*** Opening of TEXT ***

Varna


Overarching period: Balkan Copper Age, 7,000 to 6,000 BP
Specific period: Bulgarian Copper Age 6,830 to 6,000 BP
Carbon dating: 6,374 - 6,683 years old
Locations:Varna 43.21° North, 27.86° East
Site location country: Bulgaria
mtDNA haplogroups: U, H, T
Y haplogroups: G, CT, R

Bronze Age Dagger Example of a Copper Age dagger [4]
Varna Gold Objects Gold Jewelry found at Varna [25].

The Copper Age in Bulgaria:

The transition to the Copper Age brought with it dramatic changes in social structures of Southeastern Europe. While the earliest farming communities had been small and relatively equal, there is evidence that during the Copper Age a hierarchy of skills and wealth began to develop [11-12]. Around 150 tell settlements appeared during this period throughout the Balkans [13]. Tells are artificial hills or mounds created by dense human settlements adding refuse material that builds up over hundreds of years. Many sites show evidence of specific skills becoming the main occupations of certain individuals, such as potters, herders, and brewers, whereas before virtually everybody in a village would be able to farm as well as participate in other tasks. Specialized skills require a more complex social network in order to feed and house the individual making specific things. During this time evidence began to mount for the start of political classes and individuals with greater wealth, highlighted at the cemetery of Varna which had significant differences in grave wealth [14].

The Individuals from Varna:

The site at Varna is located within the town of Varna, in present-day Bulgaria. The five individuals in this sample were carbon-dated to between 6,374 to 6,683 years old [13]. The site is considered critically important for our understanding of the Copper Age in the Balkans. The site was found when industrial work was being carried out in the 1970s and consisted of a small number of burials [13,15]. These graves also provided a large number of gold objects of which there were more than 3,000 [15]. Also present were copper tools, polished stone tools. There was significantly unequal distribution of grave goods and it is thought that this was due to very unequal wealth within this community [14].

*** Close of TEXT ***
*** Opening of EXCERPTED DATA ***

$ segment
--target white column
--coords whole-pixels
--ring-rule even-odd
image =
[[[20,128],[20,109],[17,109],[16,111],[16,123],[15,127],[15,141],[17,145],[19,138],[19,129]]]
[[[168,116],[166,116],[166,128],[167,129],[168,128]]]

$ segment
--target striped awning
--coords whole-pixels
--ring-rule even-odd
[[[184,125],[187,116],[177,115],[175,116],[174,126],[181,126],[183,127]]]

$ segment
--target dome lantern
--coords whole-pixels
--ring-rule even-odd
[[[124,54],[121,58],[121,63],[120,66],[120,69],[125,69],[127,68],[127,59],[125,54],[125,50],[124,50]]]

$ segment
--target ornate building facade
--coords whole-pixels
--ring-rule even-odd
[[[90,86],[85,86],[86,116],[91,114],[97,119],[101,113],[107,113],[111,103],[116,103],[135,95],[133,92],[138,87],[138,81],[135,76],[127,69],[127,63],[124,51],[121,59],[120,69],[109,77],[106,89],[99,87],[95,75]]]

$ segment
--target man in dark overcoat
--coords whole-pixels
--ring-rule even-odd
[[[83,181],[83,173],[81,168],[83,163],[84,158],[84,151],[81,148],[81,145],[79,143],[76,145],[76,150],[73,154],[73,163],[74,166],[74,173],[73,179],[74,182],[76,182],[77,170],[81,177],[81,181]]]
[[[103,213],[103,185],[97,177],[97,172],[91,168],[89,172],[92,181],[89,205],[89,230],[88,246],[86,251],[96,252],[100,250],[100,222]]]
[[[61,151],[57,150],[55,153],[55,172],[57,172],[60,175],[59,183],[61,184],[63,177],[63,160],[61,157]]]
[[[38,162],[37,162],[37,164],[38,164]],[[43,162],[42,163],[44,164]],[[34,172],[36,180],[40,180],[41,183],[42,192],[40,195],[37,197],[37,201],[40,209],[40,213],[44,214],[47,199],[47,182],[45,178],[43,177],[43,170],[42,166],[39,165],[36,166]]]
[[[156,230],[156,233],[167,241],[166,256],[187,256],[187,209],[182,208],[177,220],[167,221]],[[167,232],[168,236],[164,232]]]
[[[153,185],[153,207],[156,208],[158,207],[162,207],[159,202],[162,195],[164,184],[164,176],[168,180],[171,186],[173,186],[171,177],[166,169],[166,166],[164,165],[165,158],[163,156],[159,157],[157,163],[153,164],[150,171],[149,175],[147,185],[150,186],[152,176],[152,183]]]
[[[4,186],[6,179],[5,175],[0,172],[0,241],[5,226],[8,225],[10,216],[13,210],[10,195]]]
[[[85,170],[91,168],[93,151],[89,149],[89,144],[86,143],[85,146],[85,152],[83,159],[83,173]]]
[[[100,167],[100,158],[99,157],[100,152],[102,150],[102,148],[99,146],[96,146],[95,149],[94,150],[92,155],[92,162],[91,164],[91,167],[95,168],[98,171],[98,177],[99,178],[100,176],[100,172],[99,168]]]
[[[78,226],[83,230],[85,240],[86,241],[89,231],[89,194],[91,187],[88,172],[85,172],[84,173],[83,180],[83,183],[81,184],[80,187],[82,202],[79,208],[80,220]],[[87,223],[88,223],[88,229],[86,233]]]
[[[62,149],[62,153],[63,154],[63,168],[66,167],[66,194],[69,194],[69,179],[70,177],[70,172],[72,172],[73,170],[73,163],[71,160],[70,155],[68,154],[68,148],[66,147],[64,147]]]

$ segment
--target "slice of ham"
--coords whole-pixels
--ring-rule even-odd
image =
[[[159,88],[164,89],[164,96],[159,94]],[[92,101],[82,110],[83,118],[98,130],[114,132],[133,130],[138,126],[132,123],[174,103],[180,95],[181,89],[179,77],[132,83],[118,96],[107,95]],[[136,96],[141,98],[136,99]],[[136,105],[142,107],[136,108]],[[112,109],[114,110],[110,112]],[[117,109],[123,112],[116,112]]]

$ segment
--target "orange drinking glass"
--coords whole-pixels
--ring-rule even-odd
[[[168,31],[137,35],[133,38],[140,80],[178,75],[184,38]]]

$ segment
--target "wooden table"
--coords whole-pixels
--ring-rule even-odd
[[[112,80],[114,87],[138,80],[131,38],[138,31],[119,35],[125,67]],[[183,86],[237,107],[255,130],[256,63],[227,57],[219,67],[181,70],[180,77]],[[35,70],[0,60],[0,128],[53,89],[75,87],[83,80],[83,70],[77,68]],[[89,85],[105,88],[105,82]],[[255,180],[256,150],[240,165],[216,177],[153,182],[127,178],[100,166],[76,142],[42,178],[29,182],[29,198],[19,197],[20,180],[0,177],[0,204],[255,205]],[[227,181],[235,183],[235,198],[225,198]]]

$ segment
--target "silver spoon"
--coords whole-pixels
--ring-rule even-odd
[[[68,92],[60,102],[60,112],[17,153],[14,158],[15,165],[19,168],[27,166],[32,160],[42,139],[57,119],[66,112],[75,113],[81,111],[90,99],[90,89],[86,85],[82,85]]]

*** Close of EXCERPTED DATA ***

Can you reproduce, word for word, everything in the Varna text from "The Individuals from" down to "this community [14]."? This material has no connection to the text about Varna.

The Individuals from Varna:

The site at Varna is located within the town of Varna, in present-day Bulgaria. The five individuals in this sample were carbon-dated to between 6,374 to 6,683 years old [13]. The site is considered critically important for our understanding of the Copper Age in the Balkans. The site was found when industrial work was being carried out in the 1970s and consisted of a small number of burials [13,15]. These graves also provided a large number of gold objects of which there were more than 3,000 [15]. Also present were copper tools, polished stone tools. There was significantly unequal distribution of grave goods and it is thought that this was due to very unequal wealth within this community [14].